## Data for this task
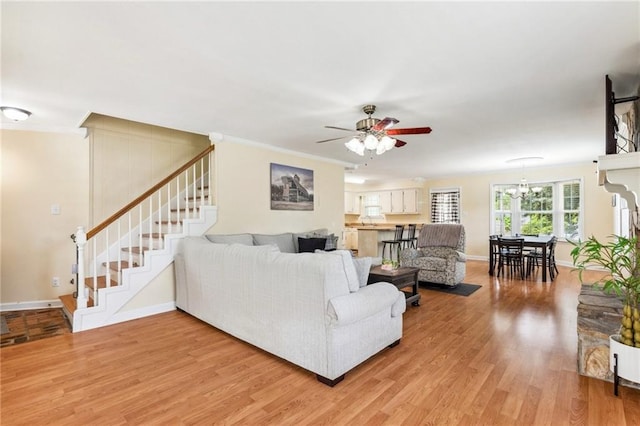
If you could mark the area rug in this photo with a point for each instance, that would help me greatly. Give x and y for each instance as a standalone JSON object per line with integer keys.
{"x": 27, "y": 326}
{"x": 461, "y": 289}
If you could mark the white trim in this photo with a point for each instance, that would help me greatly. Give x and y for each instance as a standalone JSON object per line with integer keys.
{"x": 34, "y": 304}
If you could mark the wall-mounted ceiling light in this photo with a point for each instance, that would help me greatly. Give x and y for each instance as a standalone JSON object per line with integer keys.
{"x": 15, "y": 114}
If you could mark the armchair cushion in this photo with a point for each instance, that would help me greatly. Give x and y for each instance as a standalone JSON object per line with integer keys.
{"x": 440, "y": 254}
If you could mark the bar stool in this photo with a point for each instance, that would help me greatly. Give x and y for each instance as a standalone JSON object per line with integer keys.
{"x": 411, "y": 241}
{"x": 396, "y": 242}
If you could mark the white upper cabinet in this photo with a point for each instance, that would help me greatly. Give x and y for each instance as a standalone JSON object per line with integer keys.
{"x": 399, "y": 201}
{"x": 351, "y": 202}
{"x": 386, "y": 202}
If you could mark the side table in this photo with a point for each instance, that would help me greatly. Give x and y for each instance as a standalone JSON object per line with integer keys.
{"x": 402, "y": 277}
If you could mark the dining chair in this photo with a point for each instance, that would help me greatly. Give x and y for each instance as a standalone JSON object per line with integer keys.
{"x": 511, "y": 256}
{"x": 534, "y": 259}
{"x": 395, "y": 243}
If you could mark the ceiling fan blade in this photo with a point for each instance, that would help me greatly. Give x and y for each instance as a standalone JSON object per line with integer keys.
{"x": 332, "y": 139}
{"x": 340, "y": 128}
{"x": 385, "y": 123}
{"x": 409, "y": 131}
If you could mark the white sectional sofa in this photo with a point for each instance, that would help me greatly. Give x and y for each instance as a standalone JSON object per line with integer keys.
{"x": 311, "y": 309}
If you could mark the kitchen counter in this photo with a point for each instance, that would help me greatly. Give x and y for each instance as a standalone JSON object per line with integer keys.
{"x": 378, "y": 226}
{"x": 370, "y": 236}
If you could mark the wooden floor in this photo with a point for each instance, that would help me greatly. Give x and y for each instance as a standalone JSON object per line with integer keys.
{"x": 506, "y": 355}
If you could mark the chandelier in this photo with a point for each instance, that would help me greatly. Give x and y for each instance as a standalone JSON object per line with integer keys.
{"x": 522, "y": 190}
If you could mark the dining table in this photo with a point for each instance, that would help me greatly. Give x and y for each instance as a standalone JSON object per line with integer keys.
{"x": 542, "y": 242}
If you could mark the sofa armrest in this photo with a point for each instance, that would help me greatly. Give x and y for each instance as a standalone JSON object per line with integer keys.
{"x": 368, "y": 300}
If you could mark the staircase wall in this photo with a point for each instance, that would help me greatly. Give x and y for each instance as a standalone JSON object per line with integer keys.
{"x": 138, "y": 154}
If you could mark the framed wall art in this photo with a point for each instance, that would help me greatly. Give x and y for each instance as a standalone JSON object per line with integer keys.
{"x": 291, "y": 188}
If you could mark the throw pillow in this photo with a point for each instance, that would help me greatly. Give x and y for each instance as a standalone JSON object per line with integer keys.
{"x": 332, "y": 242}
{"x": 283, "y": 241}
{"x": 310, "y": 245}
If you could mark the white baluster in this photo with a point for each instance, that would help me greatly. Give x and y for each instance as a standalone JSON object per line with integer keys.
{"x": 201, "y": 183}
{"x": 130, "y": 255}
{"x": 178, "y": 216}
{"x": 81, "y": 241}
{"x": 140, "y": 232}
{"x": 108, "y": 274}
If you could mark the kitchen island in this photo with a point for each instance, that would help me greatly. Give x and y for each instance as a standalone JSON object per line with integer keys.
{"x": 370, "y": 237}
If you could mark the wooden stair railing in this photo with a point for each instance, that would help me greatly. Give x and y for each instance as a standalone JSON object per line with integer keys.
{"x": 158, "y": 211}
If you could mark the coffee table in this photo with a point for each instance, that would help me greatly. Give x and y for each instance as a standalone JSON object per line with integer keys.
{"x": 402, "y": 277}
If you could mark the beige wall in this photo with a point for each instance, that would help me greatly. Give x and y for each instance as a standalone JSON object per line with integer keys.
{"x": 38, "y": 170}
{"x": 243, "y": 191}
{"x": 242, "y": 194}
{"x": 475, "y": 202}
{"x": 139, "y": 154}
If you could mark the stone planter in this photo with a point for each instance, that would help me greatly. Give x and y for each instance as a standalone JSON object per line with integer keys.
{"x": 625, "y": 359}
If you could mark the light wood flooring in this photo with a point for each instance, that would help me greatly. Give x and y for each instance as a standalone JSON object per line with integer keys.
{"x": 506, "y": 355}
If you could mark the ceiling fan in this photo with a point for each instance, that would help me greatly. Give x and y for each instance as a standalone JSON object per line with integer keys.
{"x": 374, "y": 134}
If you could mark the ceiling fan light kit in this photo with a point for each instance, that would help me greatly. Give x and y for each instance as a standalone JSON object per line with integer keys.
{"x": 373, "y": 134}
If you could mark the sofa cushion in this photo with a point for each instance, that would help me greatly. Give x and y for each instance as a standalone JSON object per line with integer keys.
{"x": 283, "y": 241}
{"x": 244, "y": 239}
{"x": 348, "y": 265}
{"x": 310, "y": 245}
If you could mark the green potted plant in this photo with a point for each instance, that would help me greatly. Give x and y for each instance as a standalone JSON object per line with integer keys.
{"x": 620, "y": 257}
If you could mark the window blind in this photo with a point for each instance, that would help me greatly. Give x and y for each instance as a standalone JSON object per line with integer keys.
{"x": 445, "y": 206}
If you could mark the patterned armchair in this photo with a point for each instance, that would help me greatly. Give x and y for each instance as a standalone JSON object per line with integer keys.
{"x": 440, "y": 254}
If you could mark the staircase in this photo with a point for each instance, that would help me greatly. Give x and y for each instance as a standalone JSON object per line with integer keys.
{"x": 125, "y": 253}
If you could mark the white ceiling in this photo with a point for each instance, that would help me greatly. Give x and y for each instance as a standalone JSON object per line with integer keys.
{"x": 495, "y": 81}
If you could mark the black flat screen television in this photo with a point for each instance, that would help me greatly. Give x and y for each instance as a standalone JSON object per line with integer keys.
{"x": 611, "y": 142}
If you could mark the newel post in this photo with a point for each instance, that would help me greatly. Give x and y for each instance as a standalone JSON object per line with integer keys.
{"x": 81, "y": 241}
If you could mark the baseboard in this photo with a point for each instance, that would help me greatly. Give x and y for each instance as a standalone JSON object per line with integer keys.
{"x": 35, "y": 304}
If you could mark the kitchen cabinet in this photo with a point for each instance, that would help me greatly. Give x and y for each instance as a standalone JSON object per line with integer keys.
{"x": 351, "y": 202}
{"x": 399, "y": 201}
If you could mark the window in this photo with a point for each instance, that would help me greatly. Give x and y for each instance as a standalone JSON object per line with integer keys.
{"x": 555, "y": 208}
{"x": 445, "y": 205}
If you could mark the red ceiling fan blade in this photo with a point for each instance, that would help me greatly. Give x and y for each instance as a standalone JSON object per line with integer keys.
{"x": 332, "y": 139}
{"x": 410, "y": 131}
{"x": 340, "y": 128}
{"x": 385, "y": 123}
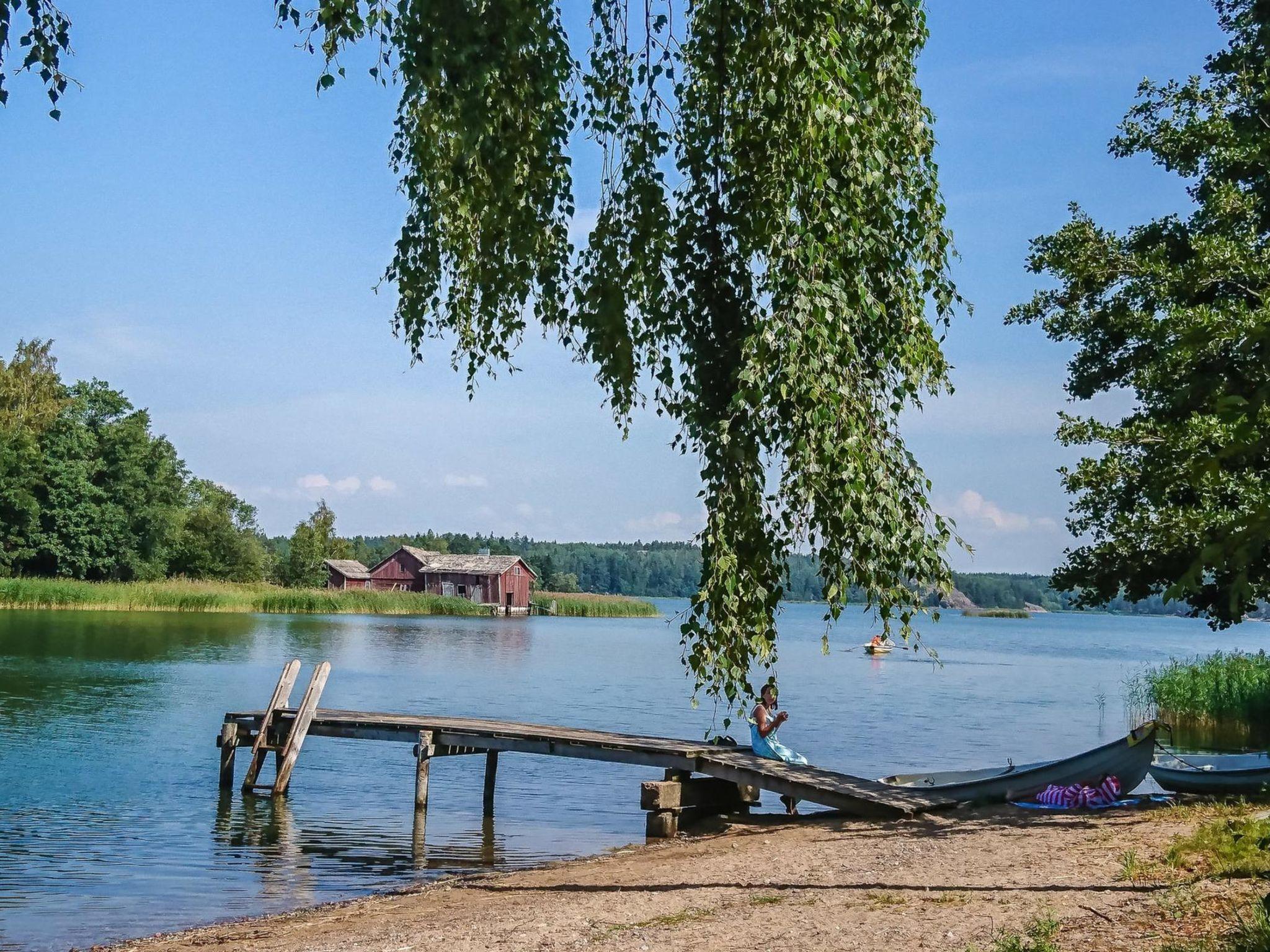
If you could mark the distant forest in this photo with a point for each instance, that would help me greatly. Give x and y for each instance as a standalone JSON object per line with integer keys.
{"x": 672, "y": 570}
{"x": 89, "y": 491}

## Objective
Exactly reproduce each record, leaving out any pictures.

## Task answer
If you could mark the area rug in this photo with a point for each instance, that would help me greatly. Give x and y for each instance as a standalone JSON object per line with integer keys.
{"x": 27, "y": 326}
{"x": 461, "y": 289}
If you could mark the white trim in this photo with a point for each instance, that would help me greatly. Give x and y for each instance as a standalone JSON object per line with integer keys.
{"x": 34, "y": 304}
If you could mark the wall-mounted ceiling light in this photo with a point for each instance, that would help me greatly. Give x and y for each instance as a standalone JSON object per line with integer keys.
{"x": 15, "y": 114}
If you could mark the armchair cushion in this photo with a point for each instance, that would help me greatly. Give x and y for each instance as a standalone JSON object per line with integer keys.
{"x": 440, "y": 254}
If you could mark the bar stool in this photo with a point for each instance, that would help me greatly. Give x and y for each instance as a standalone JSON object per line with integer keys.
{"x": 411, "y": 241}
{"x": 396, "y": 242}
If you could mark the white upper cabinet in this photo with a point for each instance, that would help me greatly. Give x and y for each instance as a standalone JSON object per line with integer keys.
{"x": 399, "y": 201}
{"x": 351, "y": 202}
{"x": 386, "y": 202}
If you could mark the side table in this photo with a point for each instance, that would help me greatly. Give x and y for each instance as a standalone JSON object per line with integer keys.
{"x": 402, "y": 277}
If you could mark the dining chair in this photo with a point for each instance, that would help me greatly. Give x and y for each instance as a standalone JSON object per line with integer keys.
{"x": 511, "y": 256}
{"x": 534, "y": 259}
{"x": 395, "y": 243}
If you could mark the ceiling fan blade in this photo with a point for each instance, that would help me greatly. Give x and y for each instance as a standalone JSON object per line with integer keys.
{"x": 332, "y": 139}
{"x": 340, "y": 128}
{"x": 385, "y": 123}
{"x": 409, "y": 131}
If you could mark the white sectional sofa in this photo with a point for each instance, that would help me greatly. Give x and y for each instance as a standalone JSON object per line with integer keys.
{"x": 311, "y": 309}
If you could mark the kitchen counter in this photo with a point for each instance, that would help me greatly. Give x and y for each instance as a standalone JSON object per line with integer keys.
{"x": 378, "y": 226}
{"x": 370, "y": 236}
If you could mark the wooden floor in this photo with a point for each instance, that would help me greatly. Give x and y for each instance as a standalone JSON object per line with integer keys.
{"x": 506, "y": 355}
If you could mark the chandelier in this photo with a point for each instance, that would help me greatly. Give x and y for each instance as a standalone JSON object per line with integer keys.
{"x": 522, "y": 190}
If you could mark the dining table in this photo with a point for each instance, that would help me greatly. Give x and y for each instance as a standalone JSON object per line with integer keys.
{"x": 542, "y": 242}
If you could mark the sofa armrest in this photo with a point for each instance, that would help me greatly. Give x and y for each instance as a standalone JSON object per line with integer keys.
{"x": 368, "y": 300}
If you could mark the staircase wall in this photo with a point for each instance, that would help me greatly. Give x and y for each instance as a standalone JSON object per line with integer keys.
{"x": 138, "y": 154}
If you could mark the framed wall art in this photo with a point for each instance, that would help me greatly. Give x and y for each instance as a standalone JSON object per line with integer keys.
{"x": 291, "y": 188}
If you could mark the throw pillow in this photo with a point for each instance, that would help me greatly. Give x and y for each instance as a standalone JSON object per line with integer keys.
{"x": 332, "y": 242}
{"x": 283, "y": 241}
{"x": 310, "y": 245}
If you could mark the white baluster in this photo with a point for each instance, that would help me greatly. Give x and y for each instance as a standalone JSON object per line with integer keys.
{"x": 201, "y": 183}
{"x": 130, "y": 255}
{"x": 178, "y": 216}
{"x": 81, "y": 241}
{"x": 140, "y": 232}
{"x": 108, "y": 274}
If you could mark the kitchen island in this photo with a point for each instance, that would help me greatly. Give x and y for each instance as a standalone JSON object per line with integer keys.
{"x": 370, "y": 237}
If you could mark the wooden stair railing in this photo with a point for each instance, that would help me greatly. Give x and y for each instance as a standalone JSON object per line with integer keys.
{"x": 158, "y": 211}
If you could mark the coffee table in this photo with a point for each instance, that would help me greatly. Give x and y for each instance as a standalone JSON object per line with integer keys.
{"x": 402, "y": 277}
If you could mark the beige wall in this photo with a point for each instance, that would help me greatly. Give x and y for each instance as a standalone JSON object per line with integer keys.
{"x": 38, "y": 170}
{"x": 243, "y": 191}
{"x": 242, "y": 194}
{"x": 475, "y": 202}
{"x": 139, "y": 154}
If you could mark the stone planter in this photo with a point for each instance, that would help me greatly. Give x and y for each instance as a standalone JSON object per line with integer keys.
{"x": 625, "y": 359}
If you could mark the light wood flooring in this photo with a point for each instance, that would help me greatly. Give x and y for each instance as a standalone JSON object per line with integer keys.
{"x": 506, "y": 355}
If you could mark the ceiling fan in this photo with a point for each instance, that would help me greatly. Give x and y for each instance as a standalone JSON object per line with integer keys.
{"x": 374, "y": 134}
If you could mark the ceiling fan light kit in this photo with a point for each instance, that would help me greatly. Give x and y for each instance as a standalone JSON object per line with integer keys.
{"x": 373, "y": 134}
If you could mark the sofa cushion in this photo with a point for each instance, that would help me greatly. Give x and y for each instance as a standalone JSON object per line with integer keys.
{"x": 283, "y": 241}
{"x": 244, "y": 239}
{"x": 348, "y": 265}
{"x": 310, "y": 245}
If you could mark the green potted plant in this photo with a point for each instance, that would help me greatly. Give x and y for each instance as a standalone JSON object per line with integer keys.
{"x": 620, "y": 257}
If you could mark the window blind in this photo with a point for each instance, that would help me greatly. Give x and y for each instance as a standalone JSON object per line with integer keys.
{"x": 445, "y": 206}
If you could mark the patterned armchair in this photo with a point for each instance, that would help me greatly. Give x and y for each instance as a standalone JSON object per line with integer keys.
{"x": 440, "y": 254}
If you could mark the staircase in this photo with a point for each instance, that would help me greatly. Give x and y for each instance as a standalone JSON object per line with integer keys.
{"x": 125, "y": 253}
If you could mark the white ceiling in this photo with a point for each instance, that would help me greatly. Give x and y for each instance as a standalone JSON object per line with integer keys.
{"x": 495, "y": 81}
If you could mark the black flat screen television in this photo with a point for each instance, that would help me greatly. Give x and y for each instance as a standalone JSON object per line with integer keys.
{"x": 611, "y": 142}
If you could mark the newel post in this photo with a point for each instance, that would help me greatly. Give x and y for each instance as a standalone JSON object per line with integer keys.
{"x": 81, "y": 241}
If you could mark the baseboard in this photo with a point for each instance, that would help me greatly. Give x and y for each instance as a standalone JSON object per line with integer keys.
{"x": 35, "y": 304}
If you could mark the kitchen cabinet in this photo with a point for each instance, that would help me greatly. Give x and y for each instance as a standalone JSON object per line with integer keys.
{"x": 351, "y": 202}
{"x": 399, "y": 201}
If you could mark the window in this photo with a point for each instance, that would help me greatly. Give x and y for each instance as a standalone JSON object per line with integer keys.
{"x": 555, "y": 208}
{"x": 445, "y": 205}
If you could mark the red ceiling fan blade in this photo with a point for each instance, that would help me greatly. Give x and y for each instance as a standalone JSON object per line with integer keys.
{"x": 332, "y": 139}
{"x": 410, "y": 131}
{"x": 340, "y": 128}
{"x": 385, "y": 123}
If you could mark the distant forest in this photo with a point for each instance, that would help me greatly. Give x and y for each instance as a standalone JSON object per line with integer keys.
{"x": 672, "y": 570}
{"x": 89, "y": 491}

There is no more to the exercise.